WHAT YOU SHOULD DO:
Copy out the listing below, keeping every character as is.

RECORDS FOR PROCESSING:

************

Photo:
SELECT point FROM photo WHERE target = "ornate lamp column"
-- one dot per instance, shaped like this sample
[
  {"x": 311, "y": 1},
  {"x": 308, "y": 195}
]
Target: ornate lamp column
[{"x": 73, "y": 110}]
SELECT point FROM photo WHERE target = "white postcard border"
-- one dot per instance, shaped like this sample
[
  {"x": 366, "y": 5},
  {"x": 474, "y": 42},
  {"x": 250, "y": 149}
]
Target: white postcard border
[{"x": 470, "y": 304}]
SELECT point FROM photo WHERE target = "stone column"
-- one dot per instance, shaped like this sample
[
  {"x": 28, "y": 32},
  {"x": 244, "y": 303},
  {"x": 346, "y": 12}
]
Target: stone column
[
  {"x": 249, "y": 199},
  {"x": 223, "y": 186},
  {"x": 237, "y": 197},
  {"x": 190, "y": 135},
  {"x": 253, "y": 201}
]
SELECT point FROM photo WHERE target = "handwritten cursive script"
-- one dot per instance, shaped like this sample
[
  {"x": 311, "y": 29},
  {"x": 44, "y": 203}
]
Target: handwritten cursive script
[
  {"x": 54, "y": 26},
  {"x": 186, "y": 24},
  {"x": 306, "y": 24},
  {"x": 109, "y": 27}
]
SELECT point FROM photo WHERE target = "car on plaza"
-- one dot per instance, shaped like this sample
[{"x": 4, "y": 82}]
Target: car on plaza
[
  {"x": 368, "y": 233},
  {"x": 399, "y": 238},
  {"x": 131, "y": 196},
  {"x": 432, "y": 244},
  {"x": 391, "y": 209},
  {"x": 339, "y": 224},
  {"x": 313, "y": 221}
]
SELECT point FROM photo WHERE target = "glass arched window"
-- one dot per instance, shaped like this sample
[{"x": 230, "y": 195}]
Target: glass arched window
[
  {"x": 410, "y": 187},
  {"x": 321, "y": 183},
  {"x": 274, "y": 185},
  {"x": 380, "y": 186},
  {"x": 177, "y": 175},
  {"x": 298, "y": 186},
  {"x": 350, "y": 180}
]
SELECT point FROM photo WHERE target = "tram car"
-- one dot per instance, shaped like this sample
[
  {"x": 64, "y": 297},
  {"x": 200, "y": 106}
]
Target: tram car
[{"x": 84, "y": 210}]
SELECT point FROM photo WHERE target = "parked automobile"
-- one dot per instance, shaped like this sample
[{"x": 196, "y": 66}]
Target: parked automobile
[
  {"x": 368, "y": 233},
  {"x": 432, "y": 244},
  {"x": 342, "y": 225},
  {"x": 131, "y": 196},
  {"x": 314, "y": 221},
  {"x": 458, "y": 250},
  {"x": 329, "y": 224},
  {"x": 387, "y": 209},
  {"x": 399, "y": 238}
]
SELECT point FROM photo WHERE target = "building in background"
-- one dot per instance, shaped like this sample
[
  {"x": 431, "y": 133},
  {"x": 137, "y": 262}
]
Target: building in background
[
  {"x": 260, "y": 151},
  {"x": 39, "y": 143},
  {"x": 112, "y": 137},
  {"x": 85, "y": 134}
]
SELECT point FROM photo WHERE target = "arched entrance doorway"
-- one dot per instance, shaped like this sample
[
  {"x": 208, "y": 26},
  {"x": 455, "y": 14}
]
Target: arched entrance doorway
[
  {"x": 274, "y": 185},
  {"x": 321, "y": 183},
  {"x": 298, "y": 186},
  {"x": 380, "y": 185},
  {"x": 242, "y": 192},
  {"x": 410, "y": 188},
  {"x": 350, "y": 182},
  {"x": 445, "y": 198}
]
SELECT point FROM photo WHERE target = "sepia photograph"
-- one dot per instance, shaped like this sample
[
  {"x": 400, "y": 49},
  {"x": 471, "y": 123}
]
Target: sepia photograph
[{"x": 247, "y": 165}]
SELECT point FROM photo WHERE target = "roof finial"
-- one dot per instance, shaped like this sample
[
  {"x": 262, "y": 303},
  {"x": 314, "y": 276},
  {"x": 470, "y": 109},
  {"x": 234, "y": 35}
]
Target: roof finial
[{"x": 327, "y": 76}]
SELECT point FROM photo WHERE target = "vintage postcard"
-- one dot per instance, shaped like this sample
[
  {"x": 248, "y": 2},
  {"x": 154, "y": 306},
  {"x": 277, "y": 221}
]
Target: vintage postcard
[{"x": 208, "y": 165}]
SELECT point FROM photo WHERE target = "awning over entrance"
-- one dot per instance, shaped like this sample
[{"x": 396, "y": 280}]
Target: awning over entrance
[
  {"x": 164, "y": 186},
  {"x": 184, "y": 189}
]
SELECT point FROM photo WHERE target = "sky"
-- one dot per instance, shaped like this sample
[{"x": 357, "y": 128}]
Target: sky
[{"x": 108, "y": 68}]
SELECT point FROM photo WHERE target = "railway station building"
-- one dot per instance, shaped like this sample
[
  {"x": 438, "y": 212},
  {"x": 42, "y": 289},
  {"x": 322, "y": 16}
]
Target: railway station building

************

YOUR SOLUTION:
Photo:
SELECT point FROM photo WHERE target = "ornate lamp column"
-- one dot per instance, shaped like this sample
[
  {"x": 311, "y": 1},
  {"x": 308, "y": 195}
]
Target: ornate lamp column
[{"x": 73, "y": 110}]
SELECT point FROM photo WHERE target = "white postcard border"
-- one dot per instance, shaped like this sample
[
  {"x": 366, "y": 5},
  {"x": 474, "y": 42},
  {"x": 250, "y": 149}
]
Target: white postcard border
[{"x": 470, "y": 304}]
SELECT point FROM photo WHERE target = "stone column"
-- one dot per instance, shaped like this sample
[
  {"x": 28, "y": 32},
  {"x": 244, "y": 303},
  {"x": 346, "y": 12}
]
Target: stone column
[
  {"x": 249, "y": 199},
  {"x": 223, "y": 186},
  {"x": 237, "y": 197},
  {"x": 190, "y": 135},
  {"x": 253, "y": 201}
]
SELECT point FROM photo WHERE target = "handwritten cursive script"
-- one dot per instance, shaped like this sample
[
  {"x": 311, "y": 29},
  {"x": 44, "y": 203}
]
Target: handwritten cursive script
[
  {"x": 54, "y": 26},
  {"x": 186, "y": 24},
  {"x": 306, "y": 24},
  {"x": 109, "y": 27}
]
SELECT point FROM photo WHERE target = "car on plaza"
-- one dot per instance, shaped like this sample
[{"x": 4, "y": 82}]
Target: car on plaza
[
  {"x": 368, "y": 233},
  {"x": 399, "y": 238},
  {"x": 131, "y": 196},
  {"x": 432, "y": 244},
  {"x": 391, "y": 209},
  {"x": 339, "y": 224},
  {"x": 313, "y": 221}
]
SELECT point FROM photo WHERE target = "glass arched window"
-- one dot per instance, shaped like this sample
[{"x": 230, "y": 195}]
Target: glass arched window
[
  {"x": 410, "y": 187},
  {"x": 321, "y": 183},
  {"x": 274, "y": 185},
  {"x": 380, "y": 186},
  {"x": 177, "y": 175},
  {"x": 298, "y": 186},
  {"x": 350, "y": 180}
]
SELECT point FROM photo WHERE target = "tram car"
-- one dot per instance, shaped like this sample
[
  {"x": 64, "y": 297},
  {"x": 200, "y": 106}
]
Target: tram car
[{"x": 84, "y": 210}]
SELECT point FROM photo WHERE target = "parked automobile"
-- one dot per instance, shaped like this sample
[{"x": 196, "y": 66}]
Target: parked automobile
[
  {"x": 368, "y": 233},
  {"x": 432, "y": 244},
  {"x": 342, "y": 225},
  {"x": 131, "y": 196},
  {"x": 314, "y": 221},
  {"x": 458, "y": 250},
  {"x": 329, "y": 224},
  {"x": 387, "y": 209},
  {"x": 399, "y": 238}
]
SELECT point FROM photo WHERE target = "building in background"
-- one dot per instance, shaped like this sample
[
  {"x": 431, "y": 133},
  {"x": 137, "y": 262}
]
Target: building in background
[
  {"x": 260, "y": 151},
  {"x": 39, "y": 143},
  {"x": 112, "y": 137},
  {"x": 85, "y": 134}
]
SELECT point FROM photo WHERE target = "arched entrance doorway"
-- one dot per instance, shaped like this sample
[
  {"x": 208, "y": 26},
  {"x": 455, "y": 14}
]
Target: arched entrance doorway
[
  {"x": 274, "y": 185},
  {"x": 321, "y": 183},
  {"x": 298, "y": 186},
  {"x": 380, "y": 185},
  {"x": 242, "y": 192},
  {"x": 410, "y": 188},
  {"x": 350, "y": 182},
  {"x": 445, "y": 198}
]
SELECT point FROM photo WHERE target = "sepia photograph"
-- one dot per instance, shaped like this sample
[
  {"x": 400, "y": 49},
  {"x": 471, "y": 123}
]
Target: sepia photograph
[{"x": 247, "y": 165}]
SELECT point FROM photo WHERE target = "roof finial"
-- one dot per instance, shaped like this sample
[
  {"x": 262, "y": 303},
  {"x": 314, "y": 276},
  {"x": 470, "y": 109},
  {"x": 234, "y": 35}
]
Target: roof finial
[{"x": 327, "y": 76}]
SELECT point FROM photo WHERE target = "vintage postcard"
-- one dot per instance, shaped like this sample
[
  {"x": 248, "y": 2},
  {"x": 154, "y": 306},
  {"x": 277, "y": 221}
]
Target: vintage postcard
[{"x": 208, "y": 165}]
SELECT point FROM photo WHERE target = "awning over entrance"
-- one dot per instance, shaped like this sample
[{"x": 396, "y": 280}]
Target: awning over entrance
[
  {"x": 164, "y": 186},
  {"x": 184, "y": 189}
]
SELECT point FROM photo WHERE target = "sky"
-- one dot per instance, shaped like this sample
[{"x": 357, "y": 128}]
Target: sky
[{"x": 108, "y": 68}]
SELECT point FROM photo WHERE target = "railway station building"
-- one dot per instance, shaped like this sample
[
  {"x": 438, "y": 212},
  {"x": 42, "y": 289},
  {"x": 322, "y": 16}
]
Target: railway station building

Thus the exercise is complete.